**Written task:** The listing below should be printed exactly, every line of it. Skip the pictures.

Entries from a dataset:
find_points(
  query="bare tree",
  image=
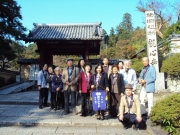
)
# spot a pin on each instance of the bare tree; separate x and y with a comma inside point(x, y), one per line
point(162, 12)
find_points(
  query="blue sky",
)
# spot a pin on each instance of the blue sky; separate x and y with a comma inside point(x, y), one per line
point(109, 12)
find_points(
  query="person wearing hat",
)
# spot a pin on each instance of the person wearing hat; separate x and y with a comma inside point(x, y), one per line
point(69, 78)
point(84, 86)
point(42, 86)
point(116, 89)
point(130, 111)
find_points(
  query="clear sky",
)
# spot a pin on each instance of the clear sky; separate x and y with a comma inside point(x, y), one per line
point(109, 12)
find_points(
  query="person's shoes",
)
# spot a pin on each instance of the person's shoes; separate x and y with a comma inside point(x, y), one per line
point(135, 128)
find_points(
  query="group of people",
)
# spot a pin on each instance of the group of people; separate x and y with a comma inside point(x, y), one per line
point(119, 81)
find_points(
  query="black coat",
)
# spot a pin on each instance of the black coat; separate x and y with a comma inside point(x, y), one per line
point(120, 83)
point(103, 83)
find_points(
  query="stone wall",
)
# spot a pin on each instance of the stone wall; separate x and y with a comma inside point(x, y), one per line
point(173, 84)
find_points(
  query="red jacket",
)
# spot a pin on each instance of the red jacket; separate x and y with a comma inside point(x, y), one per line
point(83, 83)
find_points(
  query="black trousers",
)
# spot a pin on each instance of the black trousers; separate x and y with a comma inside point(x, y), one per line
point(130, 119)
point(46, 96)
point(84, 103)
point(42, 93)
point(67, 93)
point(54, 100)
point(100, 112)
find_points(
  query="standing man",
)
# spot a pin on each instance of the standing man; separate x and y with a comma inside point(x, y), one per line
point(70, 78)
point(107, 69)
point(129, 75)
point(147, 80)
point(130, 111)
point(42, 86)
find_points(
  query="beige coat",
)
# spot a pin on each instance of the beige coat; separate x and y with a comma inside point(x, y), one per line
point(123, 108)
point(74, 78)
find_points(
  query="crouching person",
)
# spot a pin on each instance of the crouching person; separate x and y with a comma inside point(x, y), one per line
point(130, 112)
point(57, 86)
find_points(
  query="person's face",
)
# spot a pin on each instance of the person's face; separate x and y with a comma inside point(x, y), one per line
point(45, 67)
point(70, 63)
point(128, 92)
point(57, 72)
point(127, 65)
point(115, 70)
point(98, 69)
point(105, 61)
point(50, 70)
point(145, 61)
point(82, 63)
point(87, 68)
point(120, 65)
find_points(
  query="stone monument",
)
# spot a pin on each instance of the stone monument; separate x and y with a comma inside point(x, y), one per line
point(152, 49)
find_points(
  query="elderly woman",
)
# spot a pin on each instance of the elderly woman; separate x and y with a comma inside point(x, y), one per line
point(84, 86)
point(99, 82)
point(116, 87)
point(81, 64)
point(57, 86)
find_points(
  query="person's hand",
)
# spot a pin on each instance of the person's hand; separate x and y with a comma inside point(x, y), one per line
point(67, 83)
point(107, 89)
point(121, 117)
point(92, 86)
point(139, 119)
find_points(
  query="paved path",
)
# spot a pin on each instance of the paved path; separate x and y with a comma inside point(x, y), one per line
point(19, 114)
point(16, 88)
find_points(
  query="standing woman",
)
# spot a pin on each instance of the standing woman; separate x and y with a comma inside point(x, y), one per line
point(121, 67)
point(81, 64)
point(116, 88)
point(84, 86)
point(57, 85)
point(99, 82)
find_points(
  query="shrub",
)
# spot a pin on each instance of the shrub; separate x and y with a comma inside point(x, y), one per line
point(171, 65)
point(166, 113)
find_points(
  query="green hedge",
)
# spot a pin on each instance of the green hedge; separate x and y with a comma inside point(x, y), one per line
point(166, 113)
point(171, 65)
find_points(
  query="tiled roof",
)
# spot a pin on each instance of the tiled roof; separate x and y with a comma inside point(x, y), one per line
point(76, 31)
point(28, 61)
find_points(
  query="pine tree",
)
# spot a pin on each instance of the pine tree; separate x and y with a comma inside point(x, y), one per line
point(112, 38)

**Solution:**
find_points(
  query="bare tree",
  image=
)
# spot a pin on each instance of the bare tree; separate x and y with a comma inside point(x, y), one per line
point(162, 12)
find_points(
  query="blue sky",
)
# spot a pin on each instance of the blue sky; separate x and y with a comma inside point(x, y), one per line
point(109, 12)
find_points(
  query="person wearing hat",
)
# spot a pin on each instance of the person wearing hat; separate x and y with a comma inside point(x, y), one per line
point(69, 78)
point(84, 86)
point(42, 86)
point(116, 89)
point(130, 111)
find_points(
  query="clear sky",
)
# spot a pin on each instance of the clear sky; separate x and y with a comma inside point(x, y), one per line
point(109, 12)
find_points(
  query="person's shoes",
)
# spot a pin on each instance of the person's shoes; separate x and y with a comma inside point(x, y), one per line
point(135, 128)
find_points(
  query="group of people",
)
# spot a pin on each instance of the group of people; separate x and y with a comma inside point(x, y), one per line
point(119, 81)
find_points(
  query="black coat",
)
# spot a pin on each instance of the black coat; separate x and y with a comma inside point(x, y), one per line
point(120, 83)
point(103, 83)
find_points(
  query="stone wall",
)
# spot a pin on each instance of the stone wall; separate x and y with a comma inside point(x, y), one per line
point(173, 84)
find_points(
  query="red jacket",
)
# spot a pin on each instance of the red jacket; separate x and y with a comma inside point(x, y), one per line
point(83, 83)
find_points(
  query="black trousers",
)
# spot a pin on each instance of the black trousers; separate x and y with a comma inside point(x, y), one per line
point(130, 119)
point(46, 96)
point(84, 103)
point(42, 93)
point(67, 93)
point(54, 100)
point(100, 112)
find_points(
  query="standing man",
)
# spot a pin on each instance of the standing man; separate x and y with a comma inside point(x, y), one per line
point(70, 78)
point(107, 69)
point(129, 75)
point(147, 80)
point(130, 111)
point(42, 86)
find_points(
  query="beige coat",
)
# spot a pin on each instance of the beige coat; separate x and y with a comma inside point(x, y), one per line
point(123, 108)
point(74, 78)
find_points(
  query="crouching person",
)
# spot a pin on each instance of the crouching person; separate x and y with a comma inside point(x, y), one per line
point(130, 112)
point(57, 86)
find_points(
  query="person's face",
)
# spot a pin on each instance of the person's face; separate x and y with a comma inside point(x, y), one per line
point(45, 67)
point(70, 63)
point(128, 92)
point(57, 72)
point(127, 65)
point(115, 70)
point(98, 69)
point(105, 61)
point(50, 70)
point(145, 61)
point(82, 63)
point(87, 68)
point(120, 65)
find_points(
  query="stone monument",
)
# spot a pin on each instance of the stone monument; separate x and y with a comma inside point(x, y), one per line
point(152, 49)
find_points(
  query="elderly woman",
)
# spot a pin on each instance of the elderly woman; separate x and y with a comma inside point(x, y), one per line
point(84, 86)
point(99, 82)
point(116, 87)
point(81, 64)
point(57, 86)
find_points(
  query="person's hand",
)
# spot a pin on each instance of the person's hand; separate x and y with a comma inside point(x, y), one per line
point(67, 83)
point(107, 89)
point(121, 117)
point(92, 86)
point(139, 119)
find_points(
  query="paved path",
)
# spot a pin on each instance of the paved path; separate x and y with a comma inside point(x, y), one per line
point(19, 114)
point(16, 88)
find_points(
  query="standing woman",
)
# spot a pin on each instance of the standing woman; separate x and y with a comma inside point(x, y), one per line
point(121, 67)
point(81, 64)
point(116, 88)
point(84, 86)
point(57, 85)
point(99, 82)
find_points(
  query="shrub",
)
# spot a pin on each instance of the shrub; separate x and y with a comma inside point(x, y), one per line
point(171, 65)
point(166, 113)
find_points(
  query="green hedge",
)
# spot a pin on each instance of the green hedge; separate x and y with a comma inside point(x, y), one per line
point(166, 113)
point(171, 65)
find_points(
  query="tiled roof",
)
# spot a pin on each instance of the tiled roof; separate x and y with a comma inside point(x, y), one per line
point(76, 31)
point(28, 61)
find_points(
  query="pine tree",
)
# spot a pin on each instance of the pine tree; separate x and y with a comma inside point(x, y), one per line
point(112, 38)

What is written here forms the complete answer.